**掲載文**
さて、シュノーケリングで息が長く続くためのポイントは、次の二点です。
・ゆっくり動く
・安全・安心を確保する
まず大切なのは「ゆっくり動く」ことです。ウェイトを着けない素潜りでは、水中に潜っている間は、浮力に対抗していかなければなりません。そのためそれなりのエネルギーを使う必要があるのですが、初心者はどうしても動きに力が入ってしまいます。力が入れば入るほど、酸素を消費してしまい、息が続かなくなります。
逆に言えば、リラックスすればするほど、長い時間潜水を続けることができるのです。
素潜りのフィンの長さはどれくらい必要?
すくない酸素消費量で長く潜るためには、フィンの長さも、大きなファクターになります。
フリーダイバーが、長さ1m以上もあるロングフィンを使うのも、もちろんできるだけ少ない酸素消費量でより深くもぐるためです。
ただ、フィンが長いとそれだけ漕ぐ力は必要になり、慣れていないと、フィンが長いためかえって体力を使ってしまうこともあります。
水深5m程度までのシュノーケリングの素潜りであれば50㎝~70㎝ほどの長さのフィンで充分ですし、それくらいの大きさのものが初心者にもバランスがとりやすいでしょう。
携帯用のフィンでは長さが30㎝ほどの短いものもあり、このクラスでは、さすがに潜る時に漕ぐ回数も増えてしまいます。短い携帯用のフィンを使う場合は、そのぶん潜水可能時間は短くなる、ということも知っておきましょう。
★水深5mくらいを潜るのにちょうどよいサイズのフィン。自分にしっくりくるフィンを選ぶのも、より長く潜るためのポイント |
リラックスするための安全確保とは?
シュノーケルでの潜水時間を延ばすために、もうひとつ重要なことがあります。それは「安心安全を確保する」ということ。
不安があると、どうしても緊張し、脈拍も上がり、酸素消費量が確実に増えてしまいます。
安心してリラックスできるように、その大前提となる安全を整えることが、とても重要なのです。
シュノーケルツアーに参加するのが最も安全です。が、いろいろな理由で、個人でシュノーケルに出かけることもあるでしょう。もちろんその際は100%自己責任になりますが、次のような方法で、安全を確保していきましょう。
・浮き輪やレスキューブイを準備…紐をつけて持って行く。シュノーケルポイントについたら海中の岩などに括り付けておくだけで安心。(紐が足にからまらないよう、太さや材質に注意)

**課題の指示**
上の掲載文のうち、「ただ、フィンが長いとそれだけ」から「安全を確保していきましょう。」までを、両端も含めて一字も変えずに書き写してください。

**提供データ**

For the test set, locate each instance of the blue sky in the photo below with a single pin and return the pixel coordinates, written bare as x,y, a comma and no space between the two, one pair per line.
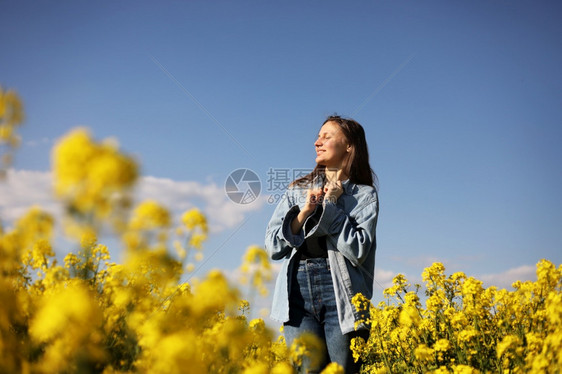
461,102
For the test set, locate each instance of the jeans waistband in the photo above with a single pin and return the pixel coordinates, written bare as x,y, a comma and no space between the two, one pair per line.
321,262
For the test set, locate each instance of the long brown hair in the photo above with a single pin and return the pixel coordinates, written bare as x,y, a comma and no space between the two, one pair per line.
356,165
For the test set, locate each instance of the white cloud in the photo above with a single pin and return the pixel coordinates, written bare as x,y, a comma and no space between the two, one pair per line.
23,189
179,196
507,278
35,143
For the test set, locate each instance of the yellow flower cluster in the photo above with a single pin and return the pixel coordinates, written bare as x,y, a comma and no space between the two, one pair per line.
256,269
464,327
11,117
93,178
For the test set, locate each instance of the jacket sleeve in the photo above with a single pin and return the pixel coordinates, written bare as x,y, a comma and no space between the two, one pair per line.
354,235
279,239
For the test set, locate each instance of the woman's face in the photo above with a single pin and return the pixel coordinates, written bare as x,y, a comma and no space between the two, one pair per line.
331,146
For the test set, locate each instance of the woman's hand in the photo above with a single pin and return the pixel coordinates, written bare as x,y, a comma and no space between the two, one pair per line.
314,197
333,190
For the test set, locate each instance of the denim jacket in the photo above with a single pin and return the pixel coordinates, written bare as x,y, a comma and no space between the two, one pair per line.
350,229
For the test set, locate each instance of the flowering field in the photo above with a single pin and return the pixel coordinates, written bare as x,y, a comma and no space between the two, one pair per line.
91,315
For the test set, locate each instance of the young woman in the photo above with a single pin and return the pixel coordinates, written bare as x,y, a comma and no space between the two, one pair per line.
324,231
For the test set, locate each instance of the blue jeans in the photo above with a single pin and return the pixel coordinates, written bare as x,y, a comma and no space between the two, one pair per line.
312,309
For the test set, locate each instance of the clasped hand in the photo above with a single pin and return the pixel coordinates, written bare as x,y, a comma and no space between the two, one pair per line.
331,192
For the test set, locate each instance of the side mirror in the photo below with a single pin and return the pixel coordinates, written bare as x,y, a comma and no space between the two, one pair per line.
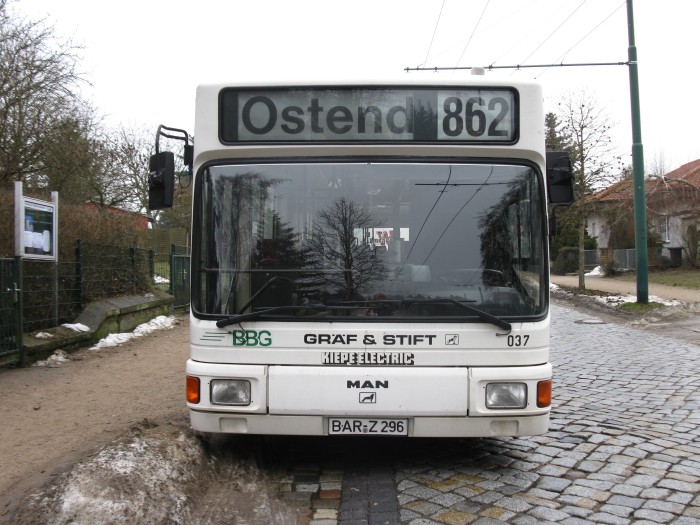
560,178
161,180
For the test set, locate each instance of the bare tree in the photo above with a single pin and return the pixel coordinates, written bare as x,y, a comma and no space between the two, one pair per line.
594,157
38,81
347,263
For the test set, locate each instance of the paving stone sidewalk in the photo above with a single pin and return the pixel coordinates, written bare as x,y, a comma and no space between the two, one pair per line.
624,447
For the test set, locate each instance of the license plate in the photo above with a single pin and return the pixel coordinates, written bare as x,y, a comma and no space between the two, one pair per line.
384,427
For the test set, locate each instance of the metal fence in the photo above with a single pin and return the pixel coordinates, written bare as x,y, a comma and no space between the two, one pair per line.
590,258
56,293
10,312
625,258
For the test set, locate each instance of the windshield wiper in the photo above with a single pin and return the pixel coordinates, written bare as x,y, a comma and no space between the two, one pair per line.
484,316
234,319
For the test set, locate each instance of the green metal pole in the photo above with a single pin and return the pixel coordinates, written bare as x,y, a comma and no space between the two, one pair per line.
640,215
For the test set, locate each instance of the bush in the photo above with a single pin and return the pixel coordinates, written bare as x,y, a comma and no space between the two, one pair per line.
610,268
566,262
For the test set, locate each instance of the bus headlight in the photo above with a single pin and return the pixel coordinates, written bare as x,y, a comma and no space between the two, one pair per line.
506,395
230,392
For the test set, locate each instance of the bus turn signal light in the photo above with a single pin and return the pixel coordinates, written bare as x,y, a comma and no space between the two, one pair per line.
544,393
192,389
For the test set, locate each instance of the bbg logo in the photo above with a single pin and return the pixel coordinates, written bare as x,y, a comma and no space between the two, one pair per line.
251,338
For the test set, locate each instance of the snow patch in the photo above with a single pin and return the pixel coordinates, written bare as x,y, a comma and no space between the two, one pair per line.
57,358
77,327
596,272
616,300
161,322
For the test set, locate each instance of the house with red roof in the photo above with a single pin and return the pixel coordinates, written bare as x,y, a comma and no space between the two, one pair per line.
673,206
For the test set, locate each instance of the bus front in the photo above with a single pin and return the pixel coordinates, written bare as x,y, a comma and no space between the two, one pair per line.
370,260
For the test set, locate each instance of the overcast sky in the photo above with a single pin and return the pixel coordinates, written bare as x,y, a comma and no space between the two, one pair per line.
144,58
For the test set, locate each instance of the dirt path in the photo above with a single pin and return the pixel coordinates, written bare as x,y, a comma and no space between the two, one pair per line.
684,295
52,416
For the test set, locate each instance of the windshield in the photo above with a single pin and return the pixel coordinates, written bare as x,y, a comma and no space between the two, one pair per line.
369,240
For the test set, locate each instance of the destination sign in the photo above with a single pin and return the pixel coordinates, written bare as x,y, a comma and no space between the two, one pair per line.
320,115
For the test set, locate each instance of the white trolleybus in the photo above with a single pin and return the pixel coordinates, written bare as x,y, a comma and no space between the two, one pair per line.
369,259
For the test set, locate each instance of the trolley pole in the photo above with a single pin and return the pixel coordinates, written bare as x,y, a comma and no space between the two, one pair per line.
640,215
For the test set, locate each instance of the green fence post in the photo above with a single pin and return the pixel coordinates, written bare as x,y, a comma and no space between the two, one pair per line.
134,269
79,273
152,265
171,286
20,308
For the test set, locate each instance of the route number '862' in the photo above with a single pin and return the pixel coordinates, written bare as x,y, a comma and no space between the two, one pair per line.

**課題の結果**
ただ、フィンが長いとそれだけ漕ぐ力は必要になり、慣れていないと、フィンが長いためかえって体力を使ってしまうこともあります。
水深5m程度までのシュノーケリングの素潜りであれば50㎝~70㎝ほどの長さのフィンで充分ですし、それくらいの大きさのものが初心者にもバランスがとりやすいでしょう。
携帯用のフィンでは長さが30㎝ほどの短いものもあり、このクラスでは、さすがに潜る時に漕ぐ回数も増えてしまいます。短い携帯用のフィンを使う場合は、そのぶん潜水可能時間は短くなる、ということも知っておきましょう。
★水深5mくらいを潜るのにちょうどよいサイズのフィン。自分にしっくりくるフィンを選ぶのも、より長く潜るためのポイント |
リラックスするための安全確保とは?
シュノーケルでの潜水時間を延ばすために、もうひとつ重要なことがあります。それは「安心安全を確保する」ということ。
不安があると、どうしても緊張し、脈拍も上がり、酸素消費量が確実に増えてしまいます。
安心してリラックスできるように、その大前提となる安全を整えることが、とても重要なのです。
シュノーケルツアーに参加するのが最も安全です。が、いろいろな理由で、個人でシュノーケルに出かけることもあるでしょう。もちろんその際は100%自己責任になりますが、次のような方法で、安全を確保していきましょう。